---------- Records ----------
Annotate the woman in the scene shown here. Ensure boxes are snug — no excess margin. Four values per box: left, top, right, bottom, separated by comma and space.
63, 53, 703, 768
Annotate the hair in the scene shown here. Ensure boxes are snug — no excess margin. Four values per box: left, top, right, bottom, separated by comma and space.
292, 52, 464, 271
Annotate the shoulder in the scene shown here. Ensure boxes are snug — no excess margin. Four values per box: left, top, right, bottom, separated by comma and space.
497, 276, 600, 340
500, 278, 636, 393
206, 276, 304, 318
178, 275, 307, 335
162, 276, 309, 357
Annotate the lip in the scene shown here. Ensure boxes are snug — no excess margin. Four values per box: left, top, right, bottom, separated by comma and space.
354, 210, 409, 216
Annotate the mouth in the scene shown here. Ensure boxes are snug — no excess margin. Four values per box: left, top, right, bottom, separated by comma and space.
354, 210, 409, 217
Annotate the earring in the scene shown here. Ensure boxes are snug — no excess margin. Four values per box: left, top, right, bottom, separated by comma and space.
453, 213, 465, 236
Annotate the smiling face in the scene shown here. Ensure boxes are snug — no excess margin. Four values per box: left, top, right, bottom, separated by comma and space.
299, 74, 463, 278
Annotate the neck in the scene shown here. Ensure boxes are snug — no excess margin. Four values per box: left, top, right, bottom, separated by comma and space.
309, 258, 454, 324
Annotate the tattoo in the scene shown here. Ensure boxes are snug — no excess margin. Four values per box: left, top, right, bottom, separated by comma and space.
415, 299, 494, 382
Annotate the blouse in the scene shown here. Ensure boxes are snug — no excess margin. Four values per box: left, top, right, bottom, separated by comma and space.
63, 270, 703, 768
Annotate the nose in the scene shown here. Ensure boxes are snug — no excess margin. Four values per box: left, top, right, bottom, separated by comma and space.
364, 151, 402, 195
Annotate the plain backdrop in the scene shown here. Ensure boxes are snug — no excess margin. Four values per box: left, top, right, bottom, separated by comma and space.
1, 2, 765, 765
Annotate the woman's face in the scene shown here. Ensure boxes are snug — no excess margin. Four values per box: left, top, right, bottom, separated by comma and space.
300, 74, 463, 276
----------
---------- Records ----------
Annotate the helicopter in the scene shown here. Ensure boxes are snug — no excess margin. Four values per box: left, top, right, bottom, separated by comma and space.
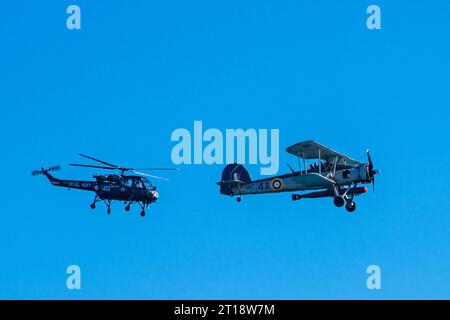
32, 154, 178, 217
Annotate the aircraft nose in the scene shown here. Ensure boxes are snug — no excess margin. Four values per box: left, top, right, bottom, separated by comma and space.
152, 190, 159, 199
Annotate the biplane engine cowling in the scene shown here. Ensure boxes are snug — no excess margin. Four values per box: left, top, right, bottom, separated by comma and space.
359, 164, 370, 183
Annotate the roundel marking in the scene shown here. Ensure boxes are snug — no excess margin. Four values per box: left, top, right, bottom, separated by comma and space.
----------
[Problem to solve]
Keeping every character as it is, restate the lines above that run from the line with "Annotate the aircraft" through the line with "Annotate the roundel", both included, and nothing else.

[Output of the task]
Annotate the aircraft nose in the scene shown here. Ensure boxes are snug — no excess margin. Four values per box: left, top, right, bottom, separated by comma and space.
152, 190, 159, 199
Annotate the biplane engine cowling in the scene shown here. Ensure boxes are snug — no excess margin. Four values per box: left, top, right, bottom, separated by comma and space.
359, 164, 370, 183
Annotate the roundel marking in the scene shown here. Ensure boxes are snug — no excess margin. Four values per box: left, top, right, bottom, separated by comma and space.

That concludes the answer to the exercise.